-------- TEXT UNDER STUDY

According to IDC
, we are creating digital information at a pace that exceeds the world’s current ability to provide storage space for this information. In 2007 the quantity of information created, captured and replicated was 281 exabytes (281 billion gigabytes), which is more than 264 exabytes of storage available on CDs, DVDs, memory, hard drives and tapes. Compare the 281 exabytes number to 2006’s quantity of information created, which is 161 exabytes.
The amount of permanent physical storage space is not ‘actually’ being exceeded, considering that some of it is discarded and does not need to be archived (TV programs and radio broadcasts that do not need to be saved or prerecorded, voice call packets that can be deleted and standard daily surveillance video that is not saved). That said the amount of digital information being generated is rising at a much higher rate than the IT storage capacity will be able to store the information needed in the future.
IDC predicts almost 1,800 exabytes of information will be created in 2011, which will be more than twice the amount of then available storage. However, according to Mark Lewis, President of Content Management for EMC, the price of storage will continue to decline with renewed demand, and because supply responds to demand he does not believe we will hit a wall where there is not available storage for information that must be stored.

----------------
-------- GIVEN INFORMATION

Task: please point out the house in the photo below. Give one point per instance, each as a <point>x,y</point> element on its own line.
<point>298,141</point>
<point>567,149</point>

----------------

BRIEF 1:
Rewrite the passage on digital information growth, starting with "According to IDC" and going on through "is 161 exabytes.", changing "IDC" to "International Data Corporation" wherever it occurs.
BRIEF 2:
Name every storage medium that the passage on digital information growth lists as holding the 264 exabytes of available storage.

REPLY 1:
According to International Data Corporation
, we are creating digital information at a pace that exceeds the world’s current ability to provide storage space for this information. In 2007 the quantity of information created, captured and replicated was 281 exabytes (281 billion gigabytes), which is more than 264 exabytes of storage available on CDs, DVDs, memory, hard drives and tapes. Compare the 281 exabytes number to 2006’s quantity of information created, which is 161 exabytes.

REPLY 2:
CDs, DVDs, memory, hard drives, tapes